**What is being asked**
Print the items below word for word, leaving the pictures out.

**Exercise data**
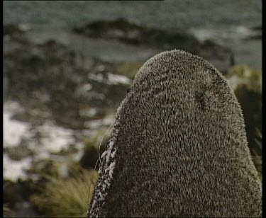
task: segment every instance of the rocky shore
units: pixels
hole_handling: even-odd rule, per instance
[[[48,183],[47,175],[68,178],[73,167],[94,168],[96,148],[135,74],[148,57],[165,50],[198,54],[228,79],[242,105],[250,151],[261,171],[261,72],[236,66],[230,48],[199,40],[188,32],[157,30],[123,19],[99,21],[68,33],[70,44],[55,37],[36,42],[23,26],[4,27],[4,202],[17,216],[46,215],[32,196],[42,194],[39,188]],[[108,61],[92,51],[75,49],[77,39],[84,38],[150,52],[138,59]]]

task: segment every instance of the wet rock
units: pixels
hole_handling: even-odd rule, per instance
[[[23,31],[18,25],[9,24],[3,26],[3,35],[13,35],[23,33]]]
[[[165,48],[175,46],[180,49],[189,48],[195,52],[199,47],[198,40],[184,32],[170,33],[149,28],[122,18],[113,21],[99,21],[74,30],[92,38],[116,39],[134,45],[147,44]]]
[[[3,36],[5,40],[14,40],[19,43],[28,44],[25,31],[19,25],[8,24],[3,26]]]

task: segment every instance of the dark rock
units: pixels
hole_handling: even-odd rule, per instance
[[[3,35],[21,35],[24,32],[21,30],[18,25],[13,24],[5,25],[3,26]]]
[[[189,34],[149,28],[122,18],[113,21],[99,21],[74,30],[92,38],[116,39],[131,44],[146,44],[166,49],[175,47],[195,53],[199,52],[198,40]]]

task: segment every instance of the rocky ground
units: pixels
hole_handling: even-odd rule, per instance
[[[4,27],[4,202],[15,215],[45,215],[31,197],[41,194],[45,176],[68,178],[73,166],[94,167],[101,137],[135,72],[148,57],[172,48],[201,56],[228,78],[243,107],[250,151],[261,171],[261,73],[234,66],[230,48],[199,41],[189,33],[121,19],[99,21],[67,34],[64,42],[23,26]],[[73,46],[82,39],[88,40],[86,46],[93,42],[116,47],[128,58],[101,58],[84,52],[86,46]],[[131,59],[132,53],[143,56]]]

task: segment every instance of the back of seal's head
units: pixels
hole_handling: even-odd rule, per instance
[[[89,215],[257,217],[261,198],[223,76],[180,50],[147,61],[118,110]]]

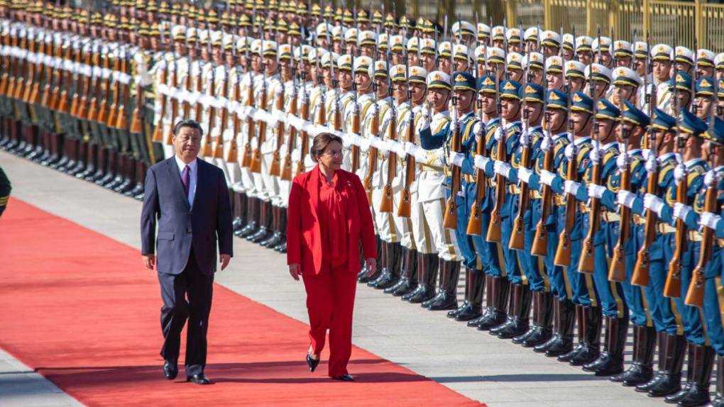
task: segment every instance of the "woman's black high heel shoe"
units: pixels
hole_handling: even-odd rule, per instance
[[[316,369],[318,364],[319,364],[320,359],[313,359],[311,355],[307,354],[307,366],[309,367],[309,372],[314,372]]]

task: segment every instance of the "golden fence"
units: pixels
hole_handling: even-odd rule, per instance
[[[387,0],[388,1],[390,0]],[[542,29],[573,33],[577,35],[601,35],[614,39],[639,40],[650,35],[652,45],[658,43],[691,48],[696,40],[699,48],[714,52],[724,51],[724,4],[706,0],[410,0],[407,10],[442,21],[447,14],[450,21],[460,17],[474,21],[502,24],[505,18],[510,27],[522,22],[524,27],[539,25]],[[400,7],[397,8],[400,10]],[[417,15],[417,14],[416,14]]]

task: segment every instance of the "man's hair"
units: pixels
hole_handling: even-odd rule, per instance
[[[201,136],[203,135],[203,129],[201,128],[201,125],[198,124],[198,121],[196,121],[195,120],[191,120],[190,119],[179,121],[179,122],[177,123],[175,126],[174,126],[174,135],[175,136],[178,134],[179,132],[180,132],[181,129],[183,127],[190,127],[192,129],[195,129],[198,130],[198,133]]]

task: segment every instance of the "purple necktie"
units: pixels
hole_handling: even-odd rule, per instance
[[[191,168],[186,166],[183,168],[181,173],[181,182],[183,184],[183,192],[185,193],[186,199],[188,199],[188,186],[191,183]]]

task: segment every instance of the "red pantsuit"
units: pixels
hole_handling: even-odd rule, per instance
[[[316,354],[329,330],[329,375],[347,374],[359,244],[376,255],[367,197],[359,178],[337,170],[333,186],[319,167],[294,179],[289,198],[287,262],[299,264],[307,291],[309,338]]]

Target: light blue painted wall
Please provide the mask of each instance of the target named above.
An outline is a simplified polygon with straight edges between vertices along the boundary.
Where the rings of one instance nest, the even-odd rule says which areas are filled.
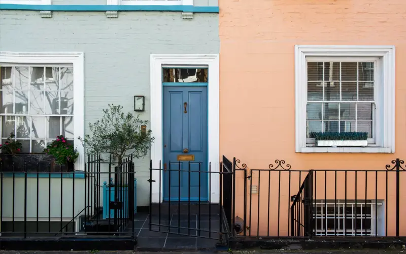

**Problem solution**
task: segment every instance of the rocky shore
units: pixels
hole_handling: even-odd rule, per instance
[[[48,183],[47,175],[68,178],[73,167],[94,168],[96,148],[135,74],[148,57],[165,50],[198,54],[228,79],[242,105],[250,151],[261,171],[261,72],[236,66],[230,48],[199,40],[188,32],[157,30],[123,19],[99,21],[68,33],[70,44],[55,37],[36,42],[23,26],[4,27],[4,202],[17,216],[46,215],[32,196],[42,194],[39,188]],[[108,61],[92,51],[75,49],[77,39],[84,38],[150,52],[138,59]]]

task: segment every instance of the wet rock
units: pixels
hole_handling: even-odd rule, per instance
[[[23,31],[18,25],[9,24],[3,26],[3,35],[13,35],[23,33]]]
[[[165,48],[175,46],[180,49],[189,48],[195,52],[199,47],[198,40],[184,32],[170,33],[149,28],[122,18],[113,21],[99,21],[74,30],[92,38],[116,39],[134,45],[147,44]]]
[[[3,36],[5,40],[14,40],[19,43],[28,44],[25,31],[19,25],[8,24],[3,26]]]

task: segment every instance of the dark rock
units: pixels
hole_handling: even-odd rule, per instance
[[[3,35],[21,35],[24,32],[21,30],[18,25],[13,24],[5,25],[3,26]]]
[[[189,34],[149,28],[122,18],[113,21],[99,21],[74,30],[92,38],[116,39],[131,44],[146,44],[166,49],[175,47],[195,53],[199,52],[198,40]]]

task: segment every instance of the rocky ground
units: pixels
hole_handling: even-odd rule, per instance
[[[4,27],[4,202],[15,215],[45,215],[31,197],[41,194],[45,176],[68,178],[73,166],[94,167],[101,137],[135,72],[148,57],[172,48],[201,56],[228,78],[243,107],[250,151],[261,171],[261,73],[234,66],[230,48],[199,41],[189,33],[121,19],[99,21],[67,34],[64,42],[23,26]],[[73,46],[82,39],[88,40],[86,46],[93,42],[116,47],[128,58],[101,58],[84,52],[86,46]],[[131,59],[132,53],[143,56]]]

task: segment every instance of the back of seal's head
units: pixels
hole_handling: even-odd rule, per instance
[[[89,215],[257,217],[261,198],[223,76],[180,50],[147,61],[118,110]]]

task: segment every instance of the "woman's black high heel shoe"
units: pixels
hole_handling: even-odd rule, per instance
[[[316,369],[318,364],[319,364],[320,359],[313,359],[311,355],[307,354],[307,366],[309,367],[309,372],[314,372]]]

task: segment every instance of the "golden fence"
units: pixels
hole_handling: even-odd rule, per instance
[[[387,0],[388,1],[390,0]],[[542,29],[573,33],[577,35],[601,35],[614,39],[639,40],[650,35],[652,45],[658,43],[691,48],[696,40],[699,48],[714,52],[724,51],[724,4],[706,0],[410,0],[407,10],[442,21],[447,14],[450,21],[460,17],[474,21],[502,24],[505,18],[510,27],[522,22],[524,27],[539,25]],[[400,7],[397,8],[400,10]],[[417,15],[417,14],[416,14]]]

task: segment every instance of the "man's hair"
units: pixels
hole_handling: even-odd rule, per instance
[[[201,136],[203,135],[203,129],[201,128],[201,125],[198,124],[198,121],[196,121],[195,120],[191,120],[190,119],[179,121],[179,122],[177,123],[175,126],[174,126],[174,135],[175,136],[178,134],[179,132],[180,132],[181,129],[183,127],[190,127],[192,129],[195,129],[198,130],[198,133]]]

task: segment every instance of the "purple necktie"
units: pixels
hole_handling: even-odd rule, per instance
[[[191,168],[186,166],[183,168],[181,173],[181,182],[183,184],[183,192],[185,193],[186,199],[188,199],[188,186],[191,183]]]

task: segment every instance of the "red pantsuit"
units: pixels
hole_handling: even-odd rule, per instance
[[[316,354],[329,330],[329,375],[347,374],[359,244],[376,255],[367,197],[359,178],[337,170],[333,186],[319,167],[294,179],[289,198],[287,262],[299,264],[307,291],[309,338]]]

Target: light blue painted wall
Please provide the mask of each instance of the target named above.
An outline is a simplified polygon with straight edges between vertices along the boundary.
Where the rings of one instance nest, the even-odd rule says which areas are filled.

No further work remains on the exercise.